Problem
The line containing "Target: weathered wood surface" and every line after it through the end of the records: return those exactly, and nothing more.

Excerpts from a dataset
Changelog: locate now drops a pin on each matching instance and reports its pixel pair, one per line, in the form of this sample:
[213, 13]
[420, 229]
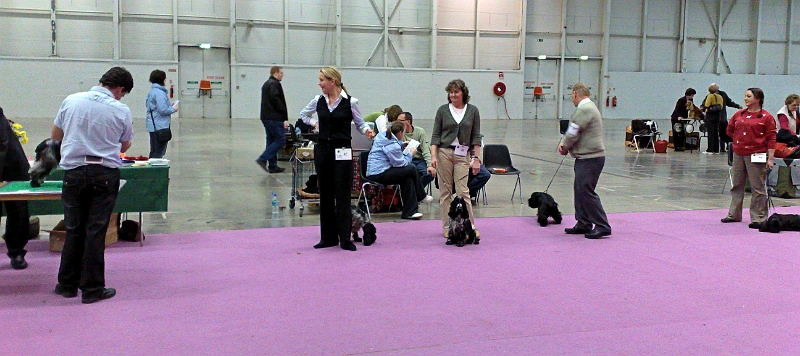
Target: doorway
[196, 65]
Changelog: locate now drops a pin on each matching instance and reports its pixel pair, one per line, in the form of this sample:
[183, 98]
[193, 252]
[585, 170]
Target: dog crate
[305, 189]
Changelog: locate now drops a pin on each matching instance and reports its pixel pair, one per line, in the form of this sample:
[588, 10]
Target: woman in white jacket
[158, 113]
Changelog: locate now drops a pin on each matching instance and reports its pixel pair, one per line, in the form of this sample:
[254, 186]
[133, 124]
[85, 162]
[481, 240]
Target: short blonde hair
[581, 89]
[333, 74]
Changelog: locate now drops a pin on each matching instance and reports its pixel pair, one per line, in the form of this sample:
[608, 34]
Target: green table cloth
[145, 189]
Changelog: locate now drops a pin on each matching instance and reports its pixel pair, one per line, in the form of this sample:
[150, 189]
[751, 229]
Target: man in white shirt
[94, 127]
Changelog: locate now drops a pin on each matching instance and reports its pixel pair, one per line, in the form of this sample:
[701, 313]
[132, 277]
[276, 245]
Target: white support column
[604, 63]
[787, 64]
[559, 97]
[682, 41]
[758, 36]
[53, 47]
[385, 33]
[232, 27]
[523, 39]
[116, 29]
[175, 30]
[477, 38]
[286, 31]
[434, 30]
[718, 57]
[643, 45]
[338, 33]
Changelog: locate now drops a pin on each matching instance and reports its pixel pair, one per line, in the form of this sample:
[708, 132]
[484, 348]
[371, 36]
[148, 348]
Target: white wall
[420, 92]
[658, 101]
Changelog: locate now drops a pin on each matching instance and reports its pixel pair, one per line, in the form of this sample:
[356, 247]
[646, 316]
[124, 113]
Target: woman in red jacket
[753, 133]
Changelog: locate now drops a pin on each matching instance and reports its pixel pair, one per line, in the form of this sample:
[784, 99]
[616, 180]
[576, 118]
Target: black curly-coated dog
[48, 154]
[461, 231]
[546, 207]
[781, 222]
[361, 222]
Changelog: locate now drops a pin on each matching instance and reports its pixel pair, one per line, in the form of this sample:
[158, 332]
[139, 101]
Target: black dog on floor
[461, 231]
[546, 207]
[361, 222]
[48, 154]
[781, 222]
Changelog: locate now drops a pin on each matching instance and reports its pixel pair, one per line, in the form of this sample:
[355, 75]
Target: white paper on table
[411, 144]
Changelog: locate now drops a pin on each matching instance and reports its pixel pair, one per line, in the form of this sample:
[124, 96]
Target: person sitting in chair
[422, 159]
[389, 164]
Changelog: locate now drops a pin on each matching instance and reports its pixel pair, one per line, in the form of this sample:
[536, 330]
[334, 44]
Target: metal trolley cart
[302, 168]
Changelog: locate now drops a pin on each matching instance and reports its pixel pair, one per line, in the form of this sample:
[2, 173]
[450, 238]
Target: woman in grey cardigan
[455, 148]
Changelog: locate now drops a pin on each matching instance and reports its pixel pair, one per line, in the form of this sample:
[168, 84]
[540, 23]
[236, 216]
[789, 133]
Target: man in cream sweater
[584, 141]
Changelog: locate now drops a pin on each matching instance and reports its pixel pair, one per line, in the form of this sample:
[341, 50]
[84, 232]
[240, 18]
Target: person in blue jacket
[389, 164]
[158, 113]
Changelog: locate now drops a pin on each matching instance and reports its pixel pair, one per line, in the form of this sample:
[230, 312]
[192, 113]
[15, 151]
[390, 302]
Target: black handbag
[162, 135]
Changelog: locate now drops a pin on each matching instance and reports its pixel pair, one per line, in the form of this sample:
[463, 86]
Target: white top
[94, 124]
[458, 115]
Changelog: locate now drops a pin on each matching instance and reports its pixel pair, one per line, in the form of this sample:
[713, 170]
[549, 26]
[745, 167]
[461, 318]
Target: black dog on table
[361, 222]
[781, 222]
[546, 207]
[461, 231]
[48, 154]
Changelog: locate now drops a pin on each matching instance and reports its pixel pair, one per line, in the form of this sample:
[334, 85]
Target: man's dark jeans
[89, 195]
[276, 139]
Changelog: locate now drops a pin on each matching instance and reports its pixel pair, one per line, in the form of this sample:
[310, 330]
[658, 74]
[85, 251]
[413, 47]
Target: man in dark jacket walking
[14, 167]
[275, 118]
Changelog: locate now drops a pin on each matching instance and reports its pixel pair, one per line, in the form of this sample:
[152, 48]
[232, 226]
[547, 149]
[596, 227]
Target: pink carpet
[664, 283]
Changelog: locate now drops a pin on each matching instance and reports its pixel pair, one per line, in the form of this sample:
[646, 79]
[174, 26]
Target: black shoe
[325, 244]
[262, 164]
[575, 230]
[18, 262]
[597, 234]
[349, 246]
[65, 292]
[106, 293]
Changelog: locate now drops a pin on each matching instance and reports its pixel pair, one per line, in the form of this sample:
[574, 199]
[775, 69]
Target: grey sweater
[445, 128]
[587, 140]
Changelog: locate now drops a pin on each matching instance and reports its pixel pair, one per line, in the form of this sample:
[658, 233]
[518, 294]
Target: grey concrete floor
[215, 184]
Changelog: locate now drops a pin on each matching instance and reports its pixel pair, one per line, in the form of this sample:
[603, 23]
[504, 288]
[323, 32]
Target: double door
[213, 66]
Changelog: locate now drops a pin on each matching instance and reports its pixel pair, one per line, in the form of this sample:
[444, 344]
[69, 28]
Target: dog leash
[554, 174]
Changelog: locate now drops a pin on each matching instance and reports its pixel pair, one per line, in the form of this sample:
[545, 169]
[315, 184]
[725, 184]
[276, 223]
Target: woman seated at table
[388, 164]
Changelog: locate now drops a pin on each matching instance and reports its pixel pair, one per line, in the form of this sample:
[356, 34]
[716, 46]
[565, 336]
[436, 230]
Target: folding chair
[497, 160]
[362, 162]
[652, 134]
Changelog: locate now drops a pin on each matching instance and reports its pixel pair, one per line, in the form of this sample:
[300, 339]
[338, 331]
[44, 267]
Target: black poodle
[48, 154]
[547, 207]
[781, 222]
[361, 222]
[461, 232]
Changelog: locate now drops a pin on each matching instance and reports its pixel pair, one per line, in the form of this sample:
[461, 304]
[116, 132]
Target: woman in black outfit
[335, 110]
[681, 112]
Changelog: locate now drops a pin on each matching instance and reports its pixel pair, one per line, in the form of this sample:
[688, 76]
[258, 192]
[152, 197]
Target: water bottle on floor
[275, 204]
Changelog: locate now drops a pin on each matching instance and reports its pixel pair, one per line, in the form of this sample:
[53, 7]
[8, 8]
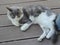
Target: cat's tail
[55, 38]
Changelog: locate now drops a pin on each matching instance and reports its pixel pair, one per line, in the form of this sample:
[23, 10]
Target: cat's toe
[22, 29]
[40, 40]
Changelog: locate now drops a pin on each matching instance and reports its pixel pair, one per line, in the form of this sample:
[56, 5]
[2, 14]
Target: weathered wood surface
[12, 34]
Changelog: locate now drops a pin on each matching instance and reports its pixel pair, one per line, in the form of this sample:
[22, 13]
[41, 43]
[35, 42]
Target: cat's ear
[9, 8]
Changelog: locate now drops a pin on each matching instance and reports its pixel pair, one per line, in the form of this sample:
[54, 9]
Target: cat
[57, 29]
[33, 14]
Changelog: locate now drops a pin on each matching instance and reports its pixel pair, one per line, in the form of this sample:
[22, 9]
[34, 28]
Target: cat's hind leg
[45, 31]
[51, 32]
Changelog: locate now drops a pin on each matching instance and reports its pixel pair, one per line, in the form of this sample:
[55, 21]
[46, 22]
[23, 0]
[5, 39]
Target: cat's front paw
[15, 23]
[39, 39]
[24, 27]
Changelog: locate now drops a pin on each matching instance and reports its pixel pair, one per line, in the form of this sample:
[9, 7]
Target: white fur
[15, 21]
[46, 23]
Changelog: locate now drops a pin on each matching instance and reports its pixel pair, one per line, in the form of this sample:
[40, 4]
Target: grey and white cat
[33, 14]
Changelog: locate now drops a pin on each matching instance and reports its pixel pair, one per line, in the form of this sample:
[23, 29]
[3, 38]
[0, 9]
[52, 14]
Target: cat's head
[14, 12]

Solution to this problem
Target: weathered wood surface
[12, 34]
Changelog: locate now drops a pin on each matching instance and reports its pixel pair, one per line, in the form of this sample:
[22, 13]
[41, 43]
[35, 42]
Target: cat's ear
[9, 8]
Changelog: locate now drops a pin on each matching instance and reports its pixel pair, one per line, in the form of this sample:
[54, 9]
Target: cat
[57, 29]
[33, 14]
Changelog: locate now drops a pin on each matching instance and reports its pixel pair, one per line, in the form of this sample:
[22, 9]
[34, 28]
Target: cat's hind leg
[45, 31]
[51, 32]
Changelog: locate now drops a pin on each matching instance and reports its pixel pair, one per line, in the form of this sample:
[55, 21]
[46, 22]
[23, 0]
[5, 39]
Target: cat's front paw
[15, 23]
[39, 39]
[24, 27]
Changelog: locate now drops a pin on each matching instance and reports its pixel pair, one per line, in the form of this sample:
[9, 7]
Target: white fur
[15, 21]
[46, 23]
Changelog: locate now drops a pin on each matching instance and reports its pixel pair, one per line, in the form of this sample:
[40, 4]
Target: grey and white cat
[33, 14]
Changelog: locate now drops a pin on each matching instance and reports its pixel pair, one per line, in the form of this sample:
[23, 29]
[3, 38]
[0, 9]
[52, 14]
Target: cat's head
[14, 12]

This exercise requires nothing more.